Start of SOURCE EXTRACT
What guidance, if any, have you received from mentors or coaches about how being a woman in the workplace may affect your career? How do you feel that this advice has helped you? What resources would you recommend to people who work with teens that would help them to better understand the scourge of gender inequity and inequality and impart that information to young people?

My mom always said, “You can have it all, just not all at the same time.” She was a homemaker, full stop, then trained to be a surgeon, full stop. I modeled my career comparably, where I entered the work force and worked full time until we had a family, then I intentionally chose to opt out for several years when my children were young. I re-entered the workforce full time six years ago. I chose to be at home for several years when my children were young. Today, there are more opportunities for working part-time during various phases of a career, and more flexibility even within certain full time roles. However, these choices do impact long-term career trajectories and lifetime earnings: I still see limitations on how women’s careers evolve, including knowing several incredibly qualified women who have not been promoted to VP in their organizations.
End of SOURCE EXTRACT
Start of DATA PROVIDED
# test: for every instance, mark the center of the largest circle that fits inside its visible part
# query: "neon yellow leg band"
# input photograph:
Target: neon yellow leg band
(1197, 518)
End of DATA PROVIDED
### QUESTIONS TO ANSWER
- A) Answer these questions from the passage about women's careers:
(i) What did the writer's mom train to be?
(ii) How long ago did the writer re-enter the workforce full time?
(iii) To what position have several incredibly qualified women the writer knows not been promoted?
- B) Do these statements agree with the passage about women's careers? Answer yes or no for each, quoting the words that decide it.
(i) The writer's mother was a homemaker before she trained as a surgeon.
(ii) The writer kept working part-time while the children were young.
(iii) The writer says these career choices have no effect on lifetime earnings.
The listing comes from a different source than the passage about women's careers.

### RESPONSES TO THE TASKS
- A)
(i) A surgeon.
(ii) Six years ago.
(iii) VP in their organizations.

- B)
(i) Yes: "She was a homemaker, full stop, then trained to be a surgeon, full stop."
(ii) No: "I intentionally chose to opt out for several years when my children were young."
(iii) No: "these choices do impact long-term career trajectories and lifetime earnings"